## Short problem
Copy out the whole listing exactly as written, leaving the pictures behind.

Dataset excerpts on object pointing
^^^^^^^^^^^^^^^^
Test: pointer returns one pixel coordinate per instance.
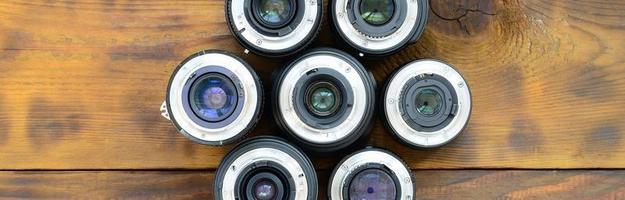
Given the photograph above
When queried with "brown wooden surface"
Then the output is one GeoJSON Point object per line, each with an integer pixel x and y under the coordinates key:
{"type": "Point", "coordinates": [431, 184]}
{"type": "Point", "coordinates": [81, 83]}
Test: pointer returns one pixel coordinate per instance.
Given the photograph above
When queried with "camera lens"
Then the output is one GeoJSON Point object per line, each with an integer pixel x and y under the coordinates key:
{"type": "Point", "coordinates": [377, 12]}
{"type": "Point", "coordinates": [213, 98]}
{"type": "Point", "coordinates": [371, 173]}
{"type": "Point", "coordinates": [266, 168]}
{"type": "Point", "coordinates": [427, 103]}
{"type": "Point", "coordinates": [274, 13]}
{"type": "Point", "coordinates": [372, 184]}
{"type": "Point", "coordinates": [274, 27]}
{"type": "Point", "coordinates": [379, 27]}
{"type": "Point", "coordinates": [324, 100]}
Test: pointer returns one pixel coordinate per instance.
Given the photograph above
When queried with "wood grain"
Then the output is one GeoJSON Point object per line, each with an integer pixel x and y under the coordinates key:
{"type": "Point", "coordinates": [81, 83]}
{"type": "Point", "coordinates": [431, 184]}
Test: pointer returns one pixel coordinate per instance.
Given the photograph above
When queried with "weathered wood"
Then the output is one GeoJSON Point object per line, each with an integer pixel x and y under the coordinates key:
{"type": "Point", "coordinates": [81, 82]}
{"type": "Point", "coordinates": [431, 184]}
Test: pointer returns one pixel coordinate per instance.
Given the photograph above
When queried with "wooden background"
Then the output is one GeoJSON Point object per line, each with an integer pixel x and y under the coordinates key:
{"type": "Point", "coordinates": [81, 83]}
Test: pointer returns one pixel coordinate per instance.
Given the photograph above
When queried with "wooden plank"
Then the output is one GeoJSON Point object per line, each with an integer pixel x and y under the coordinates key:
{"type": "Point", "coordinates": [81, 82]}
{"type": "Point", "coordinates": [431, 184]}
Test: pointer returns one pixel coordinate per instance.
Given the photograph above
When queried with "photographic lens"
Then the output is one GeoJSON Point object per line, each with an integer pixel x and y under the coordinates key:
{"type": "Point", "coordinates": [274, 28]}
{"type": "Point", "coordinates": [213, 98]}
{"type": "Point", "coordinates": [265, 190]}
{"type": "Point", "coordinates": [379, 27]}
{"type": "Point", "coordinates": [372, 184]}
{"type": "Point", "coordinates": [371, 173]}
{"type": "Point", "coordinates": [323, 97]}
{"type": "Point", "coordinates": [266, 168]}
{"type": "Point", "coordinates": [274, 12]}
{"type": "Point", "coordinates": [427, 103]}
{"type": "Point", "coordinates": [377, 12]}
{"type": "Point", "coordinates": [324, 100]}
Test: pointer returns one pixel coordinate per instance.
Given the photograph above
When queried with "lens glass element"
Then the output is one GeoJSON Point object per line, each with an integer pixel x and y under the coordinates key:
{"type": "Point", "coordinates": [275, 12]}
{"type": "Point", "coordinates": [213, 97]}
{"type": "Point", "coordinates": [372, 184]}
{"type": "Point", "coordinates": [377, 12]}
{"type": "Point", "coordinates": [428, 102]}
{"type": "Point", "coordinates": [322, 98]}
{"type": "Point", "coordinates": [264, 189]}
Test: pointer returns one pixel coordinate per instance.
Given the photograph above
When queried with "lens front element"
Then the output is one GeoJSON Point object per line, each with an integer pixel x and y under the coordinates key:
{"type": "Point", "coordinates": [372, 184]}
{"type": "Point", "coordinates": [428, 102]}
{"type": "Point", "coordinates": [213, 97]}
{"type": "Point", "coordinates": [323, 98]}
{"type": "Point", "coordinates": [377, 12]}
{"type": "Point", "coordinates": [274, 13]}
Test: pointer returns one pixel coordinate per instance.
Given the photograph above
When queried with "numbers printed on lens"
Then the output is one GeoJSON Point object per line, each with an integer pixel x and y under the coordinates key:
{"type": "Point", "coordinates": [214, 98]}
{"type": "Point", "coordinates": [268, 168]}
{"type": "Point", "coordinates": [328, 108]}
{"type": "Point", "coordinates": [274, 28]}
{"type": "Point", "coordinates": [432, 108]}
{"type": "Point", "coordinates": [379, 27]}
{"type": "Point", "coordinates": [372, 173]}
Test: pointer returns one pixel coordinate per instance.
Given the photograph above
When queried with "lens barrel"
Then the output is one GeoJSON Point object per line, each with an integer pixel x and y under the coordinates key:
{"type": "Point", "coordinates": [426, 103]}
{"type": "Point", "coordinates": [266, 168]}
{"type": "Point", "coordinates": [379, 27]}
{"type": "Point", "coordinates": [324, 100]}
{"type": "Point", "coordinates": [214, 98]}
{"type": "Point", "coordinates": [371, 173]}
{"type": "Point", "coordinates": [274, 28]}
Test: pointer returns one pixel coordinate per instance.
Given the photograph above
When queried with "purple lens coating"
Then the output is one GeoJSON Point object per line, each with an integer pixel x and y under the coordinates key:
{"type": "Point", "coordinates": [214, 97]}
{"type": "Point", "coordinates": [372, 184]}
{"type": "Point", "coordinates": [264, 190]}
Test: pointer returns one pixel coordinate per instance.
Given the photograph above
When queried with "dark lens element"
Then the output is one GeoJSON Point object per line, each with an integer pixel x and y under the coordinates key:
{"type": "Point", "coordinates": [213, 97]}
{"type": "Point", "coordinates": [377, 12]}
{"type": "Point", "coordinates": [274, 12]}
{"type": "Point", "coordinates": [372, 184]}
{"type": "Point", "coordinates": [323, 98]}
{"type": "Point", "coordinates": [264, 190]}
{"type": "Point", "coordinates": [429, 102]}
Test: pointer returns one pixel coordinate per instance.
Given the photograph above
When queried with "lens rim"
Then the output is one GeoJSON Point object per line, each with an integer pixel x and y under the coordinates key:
^^^^^^^^^^^^^^^^
## Task solution
Test: pointer returns one pixel coordinate per instance.
Given the photograph above
When queried with "brown wooden surface"
Then the output is one GeoJSON Point object per line, each with an integer pixel x and y under the coordinates key:
{"type": "Point", "coordinates": [431, 184]}
{"type": "Point", "coordinates": [81, 83]}
Test: pointer returns one pixel coordinate per instance.
Given the photograph above
When queried with "camera lens"
Then the output is one GeoJSON Point object per line, each with an integer pixel x and y under the coordinates key:
{"type": "Point", "coordinates": [377, 12]}
{"type": "Point", "coordinates": [213, 98]}
{"type": "Point", "coordinates": [371, 173]}
{"type": "Point", "coordinates": [266, 168]}
{"type": "Point", "coordinates": [427, 103]}
{"type": "Point", "coordinates": [274, 13]}
{"type": "Point", "coordinates": [372, 184]}
{"type": "Point", "coordinates": [274, 27]}
{"type": "Point", "coordinates": [379, 27]}
{"type": "Point", "coordinates": [324, 100]}
Test: pointer returns one pixel coordinate per instance.
Given the photograph above
When queried with "wood grain"
Then the output is one GeoJSON Point object per line, each with an integer pixel x and y under the coordinates key:
{"type": "Point", "coordinates": [81, 83]}
{"type": "Point", "coordinates": [431, 184]}
Test: pointer returns one pixel coordinate per instance.
Given the photograph above
When queried with "weathered wood"
Then the output is one GeoJSON Point object per line, each with an integer pixel x and y under the coordinates key:
{"type": "Point", "coordinates": [81, 82]}
{"type": "Point", "coordinates": [431, 184]}
Test: pointer returns one pixel coordinate per instance.
Given the photograph above
When queried with "wooden background"
Then the output is one GeoJSON Point object per line, each with an integer pixel x and y under the coordinates key:
{"type": "Point", "coordinates": [81, 83]}
Test: pointer returns one pixel coordinate per instance.
Given the photograph above
When queried with "wooden plank"
Then the output is one GeoJSON Point object per line, each with an integer pixel x and y under the coordinates key:
{"type": "Point", "coordinates": [81, 82]}
{"type": "Point", "coordinates": [431, 184]}
Test: pointer returns one pixel coordinate per instance.
Given the photograph above
When queried with "photographic lens"
Then the output is one GeoJSON Point object per line, each with an integer pixel x and y under the coordinates key:
{"type": "Point", "coordinates": [274, 28]}
{"type": "Point", "coordinates": [213, 98]}
{"type": "Point", "coordinates": [265, 190]}
{"type": "Point", "coordinates": [379, 27]}
{"type": "Point", "coordinates": [372, 184]}
{"type": "Point", "coordinates": [371, 173]}
{"type": "Point", "coordinates": [323, 97]}
{"type": "Point", "coordinates": [266, 168]}
{"type": "Point", "coordinates": [274, 12]}
{"type": "Point", "coordinates": [427, 103]}
{"type": "Point", "coordinates": [377, 12]}
{"type": "Point", "coordinates": [324, 100]}
Test: pointer returns one pixel coordinate per instance.
Given the photograph above
When queried with "lens glass element"
Then the output is one GeoJSON Point object per line, each with an integer pixel x and y under the coordinates key:
{"type": "Point", "coordinates": [275, 12]}
{"type": "Point", "coordinates": [213, 97]}
{"type": "Point", "coordinates": [372, 184]}
{"type": "Point", "coordinates": [377, 12]}
{"type": "Point", "coordinates": [428, 102]}
{"type": "Point", "coordinates": [322, 98]}
{"type": "Point", "coordinates": [264, 189]}
Test: pointer returns one pixel coordinate per instance.
Given the photograph above
When queried with "lens front element"
Then the output is one GeoJSON Point object per line, each with an integer pixel x and y under the coordinates key:
{"type": "Point", "coordinates": [372, 184]}
{"type": "Point", "coordinates": [428, 102]}
{"type": "Point", "coordinates": [213, 97]}
{"type": "Point", "coordinates": [323, 98]}
{"type": "Point", "coordinates": [377, 12]}
{"type": "Point", "coordinates": [274, 13]}
Test: pointer returns one pixel coordinate per instance.
Given the photograph above
When queried with "numbers printed on lens"
Then the output is one GeoJSON Point object per line, each with an integer pixel x and y under the coordinates key:
{"type": "Point", "coordinates": [214, 98]}
{"type": "Point", "coordinates": [268, 168]}
{"type": "Point", "coordinates": [328, 108]}
{"type": "Point", "coordinates": [274, 28]}
{"type": "Point", "coordinates": [432, 108]}
{"type": "Point", "coordinates": [379, 27]}
{"type": "Point", "coordinates": [372, 173]}
Test: pointer returns one pixel coordinate per instance.
Given the photograph above
When queried with "lens barrel"
Then the output is one GeoJSON Point object per line, each with an integer pixel x and y under the coordinates key:
{"type": "Point", "coordinates": [426, 103]}
{"type": "Point", "coordinates": [266, 168]}
{"type": "Point", "coordinates": [379, 27]}
{"type": "Point", "coordinates": [324, 100]}
{"type": "Point", "coordinates": [214, 98]}
{"type": "Point", "coordinates": [371, 173]}
{"type": "Point", "coordinates": [274, 28]}
Test: pointer returns one pixel coordinate per instance.
Given the photograph above
When queried with "purple lens coating"
Then the output is one GeoJSON Point object per line, each with an integer pixel x and y under the coordinates key:
{"type": "Point", "coordinates": [214, 97]}
{"type": "Point", "coordinates": [372, 184]}
{"type": "Point", "coordinates": [264, 190]}
Test: pointer returns one pixel coordinate per instance.
Given the photograph above
When queried with "dark lens element"
Then the output is one GeoJSON Point object per line, each with an integer pixel x and y under the coordinates key:
{"type": "Point", "coordinates": [213, 97]}
{"type": "Point", "coordinates": [377, 12]}
{"type": "Point", "coordinates": [274, 12]}
{"type": "Point", "coordinates": [372, 184]}
{"type": "Point", "coordinates": [323, 98]}
{"type": "Point", "coordinates": [264, 190]}
{"type": "Point", "coordinates": [429, 102]}
Test: pointer returns one pixel coordinate per instance.
Given the photograph above
When queried with "lens rim"
Then the output is one GeoJSON Point object per line, each with an integer pixel x and y under the coordinates key:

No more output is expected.